Énoncé:
Convertissez l'intégralité de la liste ci-dessous en un tableau JSON de chaînes, à raison d'une chaîne par ligne et sans les lignes vides. Les images sont à exclure de la réponse.

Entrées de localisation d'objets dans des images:
#####

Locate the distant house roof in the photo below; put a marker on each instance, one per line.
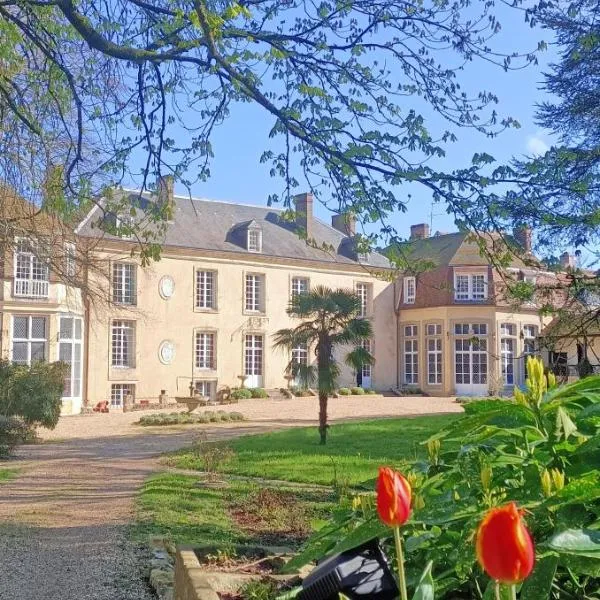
(457, 249)
(213, 225)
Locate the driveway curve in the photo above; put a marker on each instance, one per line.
(64, 519)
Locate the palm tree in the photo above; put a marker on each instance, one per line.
(330, 318)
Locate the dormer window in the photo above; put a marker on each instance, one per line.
(254, 240)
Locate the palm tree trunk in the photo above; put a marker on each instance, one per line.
(323, 417)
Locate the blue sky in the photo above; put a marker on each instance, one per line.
(238, 176)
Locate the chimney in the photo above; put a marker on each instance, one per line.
(345, 223)
(165, 189)
(523, 237)
(303, 204)
(567, 261)
(419, 231)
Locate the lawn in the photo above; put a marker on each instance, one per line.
(185, 509)
(8, 474)
(351, 456)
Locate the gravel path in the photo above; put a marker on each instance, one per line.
(63, 520)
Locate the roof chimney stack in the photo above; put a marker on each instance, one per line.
(303, 203)
(419, 231)
(567, 261)
(523, 237)
(344, 223)
(165, 187)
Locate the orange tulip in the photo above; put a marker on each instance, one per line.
(393, 497)
(504, 546)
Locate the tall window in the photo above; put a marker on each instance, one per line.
(470, 287)
(362, 291)
(29, 339)
(122, 344)
(470, 353)
(529, 343)
(411, 355)
(119, 392)
(124, 283)
(254, 240)
(366, 369)
(410, 290)
(70, 260)
(253, 355)
(254, 293)
(508, 343)
(205, 289)
(434, 354)
(31, 273)
(299, 286)
(69, 352)
(205, 350)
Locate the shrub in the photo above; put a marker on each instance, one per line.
(540, 450)
(241, 394)
(34, 393)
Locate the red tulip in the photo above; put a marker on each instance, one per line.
(504, 546)
(393, 497)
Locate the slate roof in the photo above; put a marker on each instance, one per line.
(454, 249)
(215, 225)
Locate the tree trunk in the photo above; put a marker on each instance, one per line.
(323, 417)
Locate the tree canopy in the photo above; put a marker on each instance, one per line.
(352, 92)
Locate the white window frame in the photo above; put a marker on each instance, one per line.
(206, 289)
(124, 283)
(434, 347)
(205, 350)
(254, 293)
(362, 290)
(410, 290)
(74, 378)
(122, 344)
(254, 240)
(299, 285)
(118, 393)
(29, 340)
(31, 274)
(411, 354)
(70, 259)
(469, 292)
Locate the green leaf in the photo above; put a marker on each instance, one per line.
(425, 587)
(539, 584)
(582, 542)
(564, 424)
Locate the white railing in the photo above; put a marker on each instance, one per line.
(31, 288)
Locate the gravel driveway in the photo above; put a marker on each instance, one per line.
(63, 520)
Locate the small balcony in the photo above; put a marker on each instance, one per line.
(30, 288)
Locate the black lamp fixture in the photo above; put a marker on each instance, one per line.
(362, 572)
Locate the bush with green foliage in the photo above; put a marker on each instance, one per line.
(185, 418)
(540, 449)
(33, 394)
(241, 393)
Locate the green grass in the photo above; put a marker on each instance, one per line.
(8, 474)
(184, 511)
(352, 455)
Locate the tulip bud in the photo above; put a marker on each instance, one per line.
(504, 546)
(393, 497)
(486, 477)
(558, 478)
(546, 481)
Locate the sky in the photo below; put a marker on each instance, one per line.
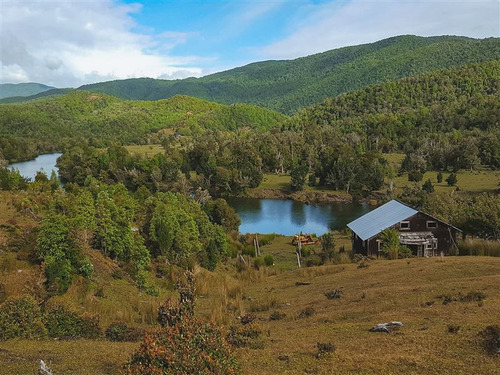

#####

Corrigé:
[
  "Locate the distant house roof in the photo below; put a marker on each instance, one per line.",
  "(457, 249)",
  "(213, 225)",
  "Locate the driveway curve in the photo above; put a marker on each instance, one per line.",
  "(64, 519)",
  "Locate the palm tree in the photo above; put a marker on each instance, one per line.",
  "(330, 318)",
  "Locate the dormer window in the photo above; put a marker on each instance, one per line.",
  "(254, 240)",
  "Locate the palm tree trunk in the photo above; put a marker on each instance, one per line.",
  "(323, 417)",
  "Locate the blue sky in the photo above; put a marker on each instance, one per line.",
  "(238, 176)",
  "Locate the chimney in the photo above; put a marker on each instance, one per line.",
  "(345, 223)",
  "(165, 189)",
  "(523, 237)",
  "(303, 204)",
  "(567, 261)",
  "(419, 231)",
  "Locate the lawn in the photo above; put a marker on each instance, one per line.",
  "(185, 509)",
  "(8, 474)",
  "(351, 456)",
  "Locate the gravel path in the photo above; put a marker on each instance, one per line.",
  "(63, 520)",
  "Locate the roof chimney stack in the photo above; put a marker on each instance, one per line.",
  "(303, 203)",
  "(419, 231)",
  "(567, 261)",
  "(523, 237)",
  "(344, 223)",
  "(165, 187)",
  "Locate the orange tulip in the photo above; put a marker on each instance, one per line.",
  "(393, 497)",
  "(504, 546)",
  "Locate the tall window in the photo above; put a marker on each instance, one per line.",
  "(470, 287)",
  "(362, 291)",
  "(29, 339)",
  "(122, 344)",
  "(470, 353)",
  "(529, 343)",
  "(411, 355)",
  "(119, 392)",
  "(124, 283)",
  "(254, 240)",
  "(366, 369)",
  "(410, 290)",
  "(70, 260)",
  "(253, 355)",
  "(254, 293)",
  "(508, 343)",
  "(205, 289)",
  "(434, 354)",
  "(31, 273)",
  "(299, 286)",
  "(69, 352)",
  "(205, 350)",
  "Locate the shrub in the photo above; put a marker on each instance, one per line.",
  "(540, 450)",
  "(241, 394)",
  "(34, 393)",
  "Locate the red tulip in the photo above; put a marker on each instance, one per line.",
  "(504, 546)",
  "(393, 497)",
  "Locate the slate roof in the photo above; put a marker on each instance, one per line.",
  "(454, 249)",
  "(215, 225)",
  "Locate the tree trunk in the photo above; put a marker on each instance, one per line.",
  "(323, 417)",
  "Locate the tree canopy in the photo above; put a marker on each instance, one per line.",
  "(352, 92)",
  "Locate the white window frame in the photo above; put a marker on each instance, one per line.",
  "(206, 289)",
  "(124, 283)",
  "(434, 347)",
  "(205, 350)",
  "(254, 293)",
  "(362, 290)",
  "(410, 290)",
  "(74, 378)",
  "(122, 344)",
  "(254, 240)",
  "(299, 285)",
  "(118, 393)",
  "(29, 340)",
  "(31, 274)",
  "(411, 354)",
  "(70, 259)",
  "(469, 292)",
  "Locate the green leaf in the photo above; put a marker on each instance, one per line.",
  "(425, 587)",
  "(539, 584)",
  "(582, 542)",
  "(564, 424)",
  "Locate the white railing in the photo above; put a marker on each instance, one per line.",
  "(31, 288)",
  "Locate the gravel driveway in the photo above; put a marker on each instance, one per line.",
  "(63, 520)",
  "Locate the small balcony in the photo above; put a marker on each instance, one per line.",
  "(30, 288)",
  "Locate the black lamp fixture in the photo above; put a marker on each instance, one per line.",
  "(362, 572)",
  "Locate the bush with green foliage in the photo above; put a marker on each instance, one per line.",
  "(185, 418)",
  "(540, 449)",
  "(33, 394)",
  "(241, 393)",
  "Locate the green grass in the photo above; put a marker on each instance, one per line.",
  "(8, 474)",
  "(184, 511)",
  "(352, 455)",
  "Locate the tulip bud in the photo above; put a marker on each instance, one per line.",
  "(504, 546)",
  "(393, 497)",
  "(486, 477)",
  "(558, 478)",
  "(546, 481)",
  "Locate the sky in the photo below; put a marker on each instance, one per line."
]